▶ **SHORT PROBLEM**
Pick out every line in the rows below that contains the string "hair", and copy each one. Matching is case-sensitive.

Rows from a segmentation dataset
-- -- --

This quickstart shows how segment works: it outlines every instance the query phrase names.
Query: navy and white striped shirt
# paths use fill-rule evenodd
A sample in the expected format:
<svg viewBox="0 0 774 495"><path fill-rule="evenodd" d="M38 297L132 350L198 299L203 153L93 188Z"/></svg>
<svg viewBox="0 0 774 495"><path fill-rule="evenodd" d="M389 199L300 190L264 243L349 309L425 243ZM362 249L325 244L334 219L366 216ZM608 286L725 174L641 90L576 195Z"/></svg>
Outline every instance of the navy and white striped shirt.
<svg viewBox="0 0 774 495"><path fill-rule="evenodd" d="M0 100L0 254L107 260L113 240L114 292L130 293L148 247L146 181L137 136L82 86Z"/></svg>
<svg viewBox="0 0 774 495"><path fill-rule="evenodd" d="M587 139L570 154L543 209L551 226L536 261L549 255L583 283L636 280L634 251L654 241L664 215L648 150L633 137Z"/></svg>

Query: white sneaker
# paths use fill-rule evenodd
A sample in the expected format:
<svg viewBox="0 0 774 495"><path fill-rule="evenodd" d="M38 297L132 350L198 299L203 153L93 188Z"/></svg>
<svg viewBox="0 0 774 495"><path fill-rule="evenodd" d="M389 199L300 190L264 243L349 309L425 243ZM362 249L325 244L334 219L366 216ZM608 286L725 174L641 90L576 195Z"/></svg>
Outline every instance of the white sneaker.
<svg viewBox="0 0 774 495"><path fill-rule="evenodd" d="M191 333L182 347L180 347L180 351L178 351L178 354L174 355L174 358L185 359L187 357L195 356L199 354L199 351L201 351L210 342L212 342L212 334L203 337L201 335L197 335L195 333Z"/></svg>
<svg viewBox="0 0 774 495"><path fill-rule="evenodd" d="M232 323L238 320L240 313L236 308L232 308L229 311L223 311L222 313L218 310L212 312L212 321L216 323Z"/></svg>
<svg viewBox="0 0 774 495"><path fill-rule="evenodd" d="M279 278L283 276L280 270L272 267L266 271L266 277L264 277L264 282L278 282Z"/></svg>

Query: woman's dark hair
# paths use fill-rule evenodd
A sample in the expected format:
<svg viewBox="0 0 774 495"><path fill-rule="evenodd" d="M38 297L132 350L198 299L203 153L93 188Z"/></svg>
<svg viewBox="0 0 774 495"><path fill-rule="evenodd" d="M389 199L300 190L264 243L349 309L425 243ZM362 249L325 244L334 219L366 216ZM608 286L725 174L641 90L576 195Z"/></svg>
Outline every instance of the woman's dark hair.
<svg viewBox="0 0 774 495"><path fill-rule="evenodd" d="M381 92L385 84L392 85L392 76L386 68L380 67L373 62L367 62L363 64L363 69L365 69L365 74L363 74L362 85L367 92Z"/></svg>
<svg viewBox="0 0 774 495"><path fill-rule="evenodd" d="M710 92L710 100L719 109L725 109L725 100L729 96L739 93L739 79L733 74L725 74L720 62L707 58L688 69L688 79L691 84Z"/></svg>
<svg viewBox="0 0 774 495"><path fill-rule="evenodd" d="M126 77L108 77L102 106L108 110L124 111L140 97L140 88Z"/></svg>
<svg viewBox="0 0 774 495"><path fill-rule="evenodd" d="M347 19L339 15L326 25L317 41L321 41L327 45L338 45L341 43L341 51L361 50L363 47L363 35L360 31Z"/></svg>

-- -- --

▶ **SOLUTION FOR THIS EXERCISE**
Query: woman's dark hair
Outline every instance of the woman's dark hair.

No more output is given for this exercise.